(Object point labels)
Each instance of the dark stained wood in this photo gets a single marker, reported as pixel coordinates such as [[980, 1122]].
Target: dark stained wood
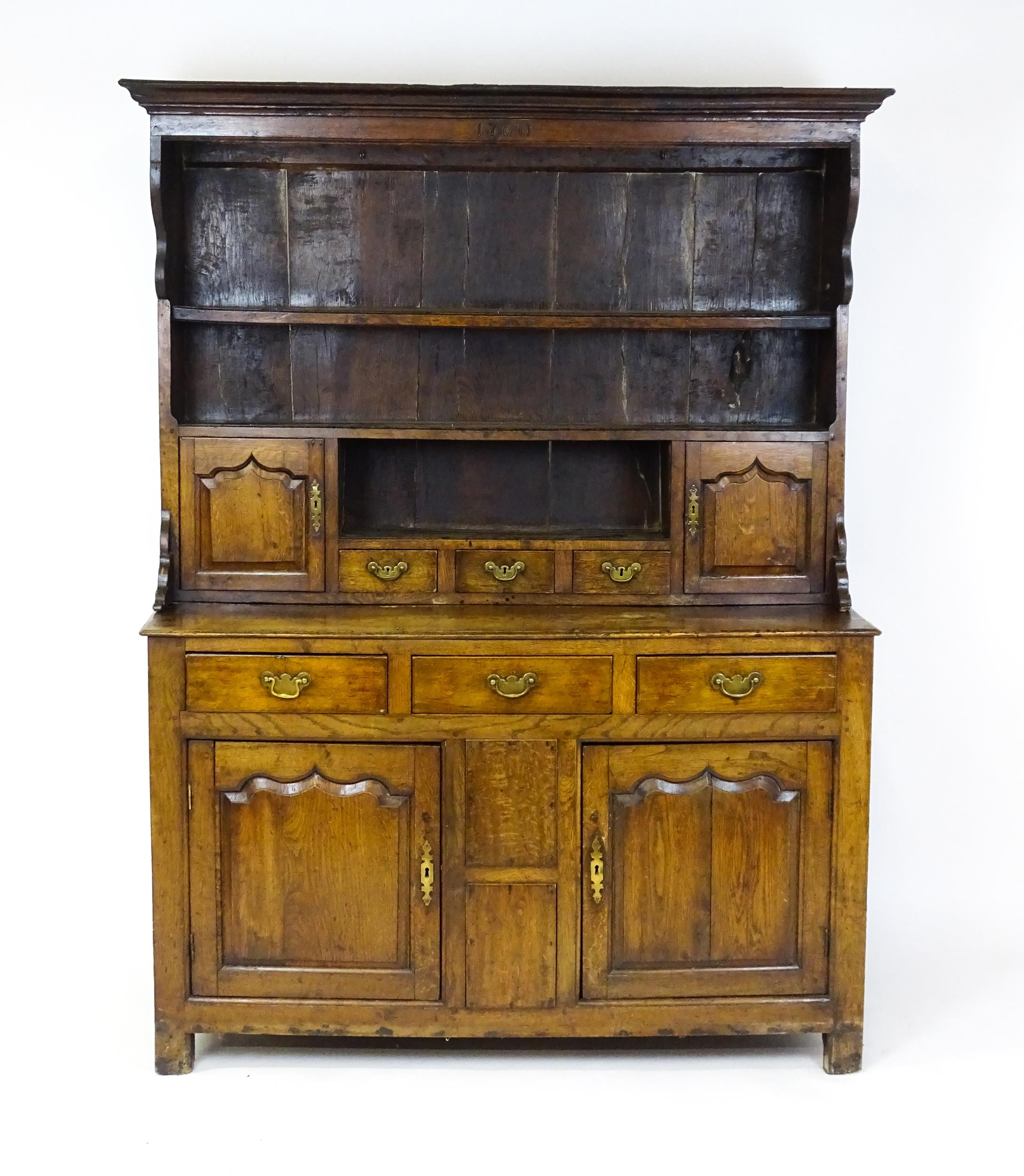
[[405, 332]]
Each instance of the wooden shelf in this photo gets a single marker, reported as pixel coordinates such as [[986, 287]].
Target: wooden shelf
[[513, 320]]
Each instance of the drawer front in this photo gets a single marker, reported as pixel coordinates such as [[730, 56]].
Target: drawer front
[[622, 572], [505, 571], [344, 685], [389, 571], [724, 683], [512, 685]]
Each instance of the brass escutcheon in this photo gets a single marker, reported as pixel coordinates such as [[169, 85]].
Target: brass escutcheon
[[597, 869], [694, 511], [504, 572], [316, 507], [388, 571], [426, 874], [737, 686], [512, 687], [285, 686], [622, 573]]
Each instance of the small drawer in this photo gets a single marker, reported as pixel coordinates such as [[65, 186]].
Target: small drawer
[[622, 572], [345, 685], [504, 571], [512, 685], [724, 683], [388, 571]]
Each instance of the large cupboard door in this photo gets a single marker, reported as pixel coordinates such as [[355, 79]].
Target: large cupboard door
[[706, 869], [755, 516], [315, 871], [252, 514]]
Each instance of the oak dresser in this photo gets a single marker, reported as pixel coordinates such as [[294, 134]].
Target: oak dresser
[[503, 675]]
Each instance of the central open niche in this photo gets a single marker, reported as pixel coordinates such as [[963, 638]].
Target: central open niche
[[524, 488]]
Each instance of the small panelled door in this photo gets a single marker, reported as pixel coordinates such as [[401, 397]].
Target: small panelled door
[[252, 514], [755, 516], [706, 869], [315, 871]]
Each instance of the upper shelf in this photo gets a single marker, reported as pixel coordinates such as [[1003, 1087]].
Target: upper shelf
[[539, 320]]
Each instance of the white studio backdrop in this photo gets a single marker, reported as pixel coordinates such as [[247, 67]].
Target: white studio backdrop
[[935, 527]]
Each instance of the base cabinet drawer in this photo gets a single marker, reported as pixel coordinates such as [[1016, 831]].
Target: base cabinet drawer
[[725, 683], [324, 683], [512, 685]]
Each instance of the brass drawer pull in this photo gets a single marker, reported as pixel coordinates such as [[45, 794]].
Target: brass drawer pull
[[512, 687], [738, 686], [388, 571], [316, 507], [597, 869], [285, 686], [622, 573], [504, 572], [426, 874]]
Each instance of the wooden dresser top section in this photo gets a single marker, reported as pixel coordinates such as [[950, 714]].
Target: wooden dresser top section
[[473, 622], [557, 116]]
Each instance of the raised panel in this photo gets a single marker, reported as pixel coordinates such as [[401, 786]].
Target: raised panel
[[716, 868], [252, 514], [305, 864], [510, 946], [762, 518], [662, 878], [511, 803], [755, 873]]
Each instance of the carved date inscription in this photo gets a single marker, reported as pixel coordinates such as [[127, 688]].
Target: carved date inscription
[[503, 128]]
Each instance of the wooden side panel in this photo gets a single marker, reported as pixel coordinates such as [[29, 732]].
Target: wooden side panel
[[511, 803], [510, 946], [785, 255]]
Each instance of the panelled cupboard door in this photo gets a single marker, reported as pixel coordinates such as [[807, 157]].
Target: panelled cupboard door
[[252, 514], [755, 516], [706, 869], [315, 871]]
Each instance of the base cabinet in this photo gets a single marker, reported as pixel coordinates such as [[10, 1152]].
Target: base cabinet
[[689, 858], [313, 869]]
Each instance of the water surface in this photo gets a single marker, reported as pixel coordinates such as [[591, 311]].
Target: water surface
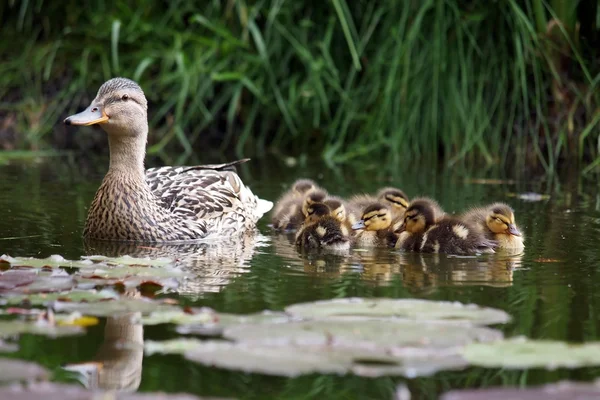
[[551, 290]]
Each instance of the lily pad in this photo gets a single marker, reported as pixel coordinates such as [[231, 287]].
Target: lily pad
[[17, 327], [555, 391], [56, 391], [369, 334], [114, 307], [412, 309], [521, 353], [18, 370], [70, 296], [56, 261], [294, 360]]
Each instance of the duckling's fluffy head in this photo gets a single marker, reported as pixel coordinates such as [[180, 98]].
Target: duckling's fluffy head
[[313, 196], [420, 215], [316, 211], [375, 217], [500, 219], [120, 107], [337, 207], [303, 186], [394, 197]]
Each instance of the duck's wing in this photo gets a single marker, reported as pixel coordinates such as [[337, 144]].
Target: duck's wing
[[214, 194]]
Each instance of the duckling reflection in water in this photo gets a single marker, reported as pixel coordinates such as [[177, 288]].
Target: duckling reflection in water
[[422, 231], [497, 222], [322, 231], [375, 227], [290, 210]]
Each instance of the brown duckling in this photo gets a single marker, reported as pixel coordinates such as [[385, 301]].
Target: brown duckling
[[287, 213], [423, 231], [375, 228], [497, 222], [322, 231], [394, 198]]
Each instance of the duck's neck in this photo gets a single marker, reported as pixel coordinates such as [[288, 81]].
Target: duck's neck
[[127, 155]]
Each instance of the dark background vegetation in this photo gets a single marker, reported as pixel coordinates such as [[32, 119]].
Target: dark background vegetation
[[481, 81]]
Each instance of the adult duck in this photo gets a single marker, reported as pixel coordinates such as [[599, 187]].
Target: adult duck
[[166, 204]]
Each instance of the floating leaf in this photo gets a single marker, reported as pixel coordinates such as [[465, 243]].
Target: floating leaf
[[521, 353], [70, 296], [114, 307], [555, 391], [7, 347], [11, 328], [56, 261], [56, 391], [18, 370], [413, 309], [382, 334]]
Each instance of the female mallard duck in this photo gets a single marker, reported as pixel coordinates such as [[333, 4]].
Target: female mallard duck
[[322, 231], [497, 222], [375, 228], [423, 231], [168, 204], [394, 198], [292, 210]]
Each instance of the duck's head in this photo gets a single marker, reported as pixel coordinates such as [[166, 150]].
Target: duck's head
[[395, 198], [313, 196], [316, 211], [337, 207], [420, 215], [501, 220], [375, 217], [120, 108], [303, 186]]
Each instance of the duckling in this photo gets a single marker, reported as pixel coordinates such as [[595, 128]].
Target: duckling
[[375, 227], [322, 231], [395, 198], [422, 231], [287, 213], [497, 222]]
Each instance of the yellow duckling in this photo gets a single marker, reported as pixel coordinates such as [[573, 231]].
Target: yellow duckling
[[375, 227], [394, 198], [423, 231], [322, 231], [288, 211], [497, 222]]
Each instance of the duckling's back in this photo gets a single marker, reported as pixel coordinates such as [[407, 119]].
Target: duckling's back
[[453, 236]]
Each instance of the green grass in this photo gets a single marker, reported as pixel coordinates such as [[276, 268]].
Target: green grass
[[463, 81]]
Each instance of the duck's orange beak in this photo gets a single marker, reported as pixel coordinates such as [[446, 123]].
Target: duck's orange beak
[[90, 116]]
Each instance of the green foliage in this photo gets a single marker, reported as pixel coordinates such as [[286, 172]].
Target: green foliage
[[418, 80]]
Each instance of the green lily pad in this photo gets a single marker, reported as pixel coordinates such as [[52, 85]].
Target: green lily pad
[[18, 370], [412, 309], [114, 307], [386, 335], [7, 347], [70, 296], [521, 353], [56, 261], [57, 391], [554, 391], [18, 327]]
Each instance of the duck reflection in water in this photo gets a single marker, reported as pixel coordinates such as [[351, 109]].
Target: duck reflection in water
[[118, 361], [210, 265]]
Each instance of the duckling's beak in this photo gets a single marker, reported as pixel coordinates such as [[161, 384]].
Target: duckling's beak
[[513, 230], [92, 115], [359, 225], [400, 229]]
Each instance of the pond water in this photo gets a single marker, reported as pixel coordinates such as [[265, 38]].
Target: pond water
[[551, 291]]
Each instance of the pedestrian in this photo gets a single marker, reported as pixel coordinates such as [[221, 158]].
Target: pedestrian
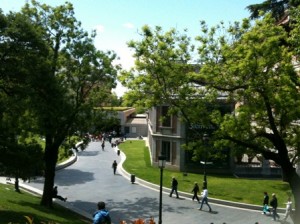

Short task :: How many lines in the rows above contain the word "adult"? Reply with the number alone.

Output for this exercise :: 2